__What is needed__.
Transcribe the records below. Leave every word as it is.

__Information provided__.
************
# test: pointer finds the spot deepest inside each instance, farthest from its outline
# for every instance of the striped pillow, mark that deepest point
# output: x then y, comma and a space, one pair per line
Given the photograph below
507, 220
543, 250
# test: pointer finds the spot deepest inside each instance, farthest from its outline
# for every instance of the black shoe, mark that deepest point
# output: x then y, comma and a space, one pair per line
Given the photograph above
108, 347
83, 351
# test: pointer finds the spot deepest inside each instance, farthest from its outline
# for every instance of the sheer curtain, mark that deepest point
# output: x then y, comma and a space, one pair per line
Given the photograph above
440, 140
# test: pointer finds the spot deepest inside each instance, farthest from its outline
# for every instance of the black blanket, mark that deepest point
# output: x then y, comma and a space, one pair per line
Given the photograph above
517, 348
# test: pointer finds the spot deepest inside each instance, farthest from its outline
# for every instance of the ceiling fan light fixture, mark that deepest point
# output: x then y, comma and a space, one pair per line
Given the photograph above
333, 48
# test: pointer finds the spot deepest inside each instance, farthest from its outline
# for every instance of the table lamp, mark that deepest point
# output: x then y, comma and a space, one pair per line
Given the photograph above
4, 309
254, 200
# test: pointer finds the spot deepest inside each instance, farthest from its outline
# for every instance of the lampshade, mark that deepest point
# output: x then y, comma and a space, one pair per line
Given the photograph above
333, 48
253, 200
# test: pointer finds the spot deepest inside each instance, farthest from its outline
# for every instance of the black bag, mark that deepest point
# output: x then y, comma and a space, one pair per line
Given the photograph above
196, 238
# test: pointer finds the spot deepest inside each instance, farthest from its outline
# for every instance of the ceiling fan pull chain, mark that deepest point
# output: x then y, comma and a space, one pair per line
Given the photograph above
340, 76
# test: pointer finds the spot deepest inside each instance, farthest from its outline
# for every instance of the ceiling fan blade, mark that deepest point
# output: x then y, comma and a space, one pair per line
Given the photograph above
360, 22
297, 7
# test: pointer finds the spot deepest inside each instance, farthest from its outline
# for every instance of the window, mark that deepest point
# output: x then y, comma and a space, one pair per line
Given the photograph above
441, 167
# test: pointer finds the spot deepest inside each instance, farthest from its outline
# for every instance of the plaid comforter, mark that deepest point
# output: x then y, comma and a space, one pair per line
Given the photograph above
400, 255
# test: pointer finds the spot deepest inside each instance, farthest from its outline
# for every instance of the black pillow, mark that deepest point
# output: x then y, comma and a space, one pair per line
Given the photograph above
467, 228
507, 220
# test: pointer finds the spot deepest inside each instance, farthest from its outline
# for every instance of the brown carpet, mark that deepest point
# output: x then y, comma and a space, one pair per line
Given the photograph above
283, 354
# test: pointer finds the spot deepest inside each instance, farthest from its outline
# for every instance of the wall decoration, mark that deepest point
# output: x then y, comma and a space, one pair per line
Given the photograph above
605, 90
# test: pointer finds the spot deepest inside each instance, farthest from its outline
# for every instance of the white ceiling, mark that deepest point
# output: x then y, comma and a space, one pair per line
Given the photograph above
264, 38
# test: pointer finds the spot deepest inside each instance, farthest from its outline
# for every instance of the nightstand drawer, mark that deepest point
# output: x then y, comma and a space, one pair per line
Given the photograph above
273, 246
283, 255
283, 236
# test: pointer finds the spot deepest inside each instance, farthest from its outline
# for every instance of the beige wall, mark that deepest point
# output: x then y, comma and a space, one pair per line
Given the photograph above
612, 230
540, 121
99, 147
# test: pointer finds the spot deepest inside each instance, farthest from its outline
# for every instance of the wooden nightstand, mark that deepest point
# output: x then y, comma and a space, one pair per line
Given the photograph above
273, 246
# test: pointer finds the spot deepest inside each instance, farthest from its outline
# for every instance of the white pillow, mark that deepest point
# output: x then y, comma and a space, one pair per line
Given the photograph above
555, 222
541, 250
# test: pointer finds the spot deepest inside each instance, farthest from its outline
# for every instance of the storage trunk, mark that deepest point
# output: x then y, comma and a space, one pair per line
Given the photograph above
************
__Exercise answer__.
# test: pointer finds the spot deepest inside each instance, farthest from its outline
# for every instance of the striped pillow, mark that deepest point
# output: x then y, comma and a space, one pair per line
Given the photograph below
507, 220
543, 250
# test: pointer finds the spot deepest inside each instance, farthest from its outline
# for every instance of the black shoe, mark that deepest point
# output: x then y, comma and a space, one pair per line
Given the photograph above
108, 347
83, 351
# test: pointer finds the spot deepest inside each instance, farthest from its outline
# for every instance of the sheer curtain, mark that deepest point
# output: x then y, comma and a space, one pair per line
Given the photograph above
440, 140
# test: pointer finds the spot deepest inside each instance, farthest from its outline
# for every instance of the black blanket, mark that deepest point
# output: x then y, comma and a space, one pair per line
Given the photograph above
517, 348
# test: pointer finds the spot deepest inside each instance, farthest from its outline
# for every instance of the ceiling fan light fixture, mark that deepest point
# output: x then y, comma and a space, one pair per line
Given the photograph above
333, 48
# test: pointer finds the spot deepest inside each instance, farthest from its outline
# for every instance of the table lamp, mark that deepest point
# output: x then y, comma and a space, one pair per line
Given the photograph above
4, 309
254, 200
# test: pointer finds the spot deepest inside each instance, farthest from its outline
# for every instance of the lampshade, mark that deepest point
# output: x then y, comma and a space, one pair per line
Given the photograph above
333, 48
253, 200
# test: pointer finds the spot deepest inside each instance, farthest from its outline
# for every instance of the black bag, mark that deepest point
# output: x then y, comma and a space, one pair per line
Given the photograph above
196, 238
# test: pointer finds the spot deepest inside each instance, farthest from its outline
# for every instance of the ceiling fan pull chain, mark that deepest point
# output: x then y, comma and a space, one pair per line
Given the photograph above
340, 76
# test: pointer finds the spot deepest inside each instance, farthest from its outline
# for every instance of the ceiling fan blade, mark that deepest point
# output: x then y, comma and a space, one pair per line
Given the photograph above
360, 22
297, 7
# test: pointer finds the spot deepest inside each instance, farthest from its outline
# for every instance of the window, mark that deepest point
# output: x then y, comma and a space, one pair per line
Given the photograph above
441, 167
# test: pointer finds the spot deepest inside each instance, farthest from its outline
# for every instance of the plaid comforter, mark that deepest point
# output: x then y, comma and a space, one pair per line
Given the photograph above
400, 255
# test: pointer finds the spot deepest inside each instance, farthest from its outline
# for every instance of the black pillow, mark that deepest point
# output: x then y, comma and a space, one pair per line
Given the photograph above
467, 228
507, 220
# test: pointer finds the spot deepest inside each instance, farthest from its outline
# for every instance of the brown carpet, mark that deepest point
# output: x then y, comma and a space, one pair per line
Given the photograph above
283, 354
# test: pointer finds the spot deepest inside each instance, farthest from its outline
# for every instance of the wall decoration, mark that deepest point
# output: x then y, comma and a space, one pair per line
Given the photograph above
605, 90
# test: pointer finds the spot deepest inside each instance, farthest from its outline
# for every instance of the white ceiling, mark that deepest point
# output: x then y, comma and a space, one pair per line
Given the photograph above
264, 38
# test: pointer finds the spot deepest inside each instance, farthest from its outline
# for every instance of the nightstand drawer, mark that deepest point
# output: x then y, comma and a space, one pair per line
Given the photograph above
273, 246
283, 255
283, 236
# test: pointer finds the spot deepest inside each instance, farthest from its outline
# for every instance of the beige wall, mark that deepest point
# output: x then y, comma and a space, one pair per line
Given the photograph above
612, 230
540, 121
99, 147
# test: pointer finds the spot deepest inside each instance, farthest from its outline
# for every instance of the wooden nightstand, mark that deepest point
# output: x then y, comma and a space, one pair per line
Given the photograph above
273, 246
# test: pointer finds the spot deepest inside each instance, farthest from its outline
# for every instance of the white pillow, mark that deepest point
# output: x then y, comma and a space, one pair per line
Given the photograph above
555, 222
541, 250
# test: pointer finds the spot deepest inside each instance, farthest from its outline
# for every instance of the storage trunk, mark that deepest point
# output: x then y, comma and a space, one pair per line
Given the photograph above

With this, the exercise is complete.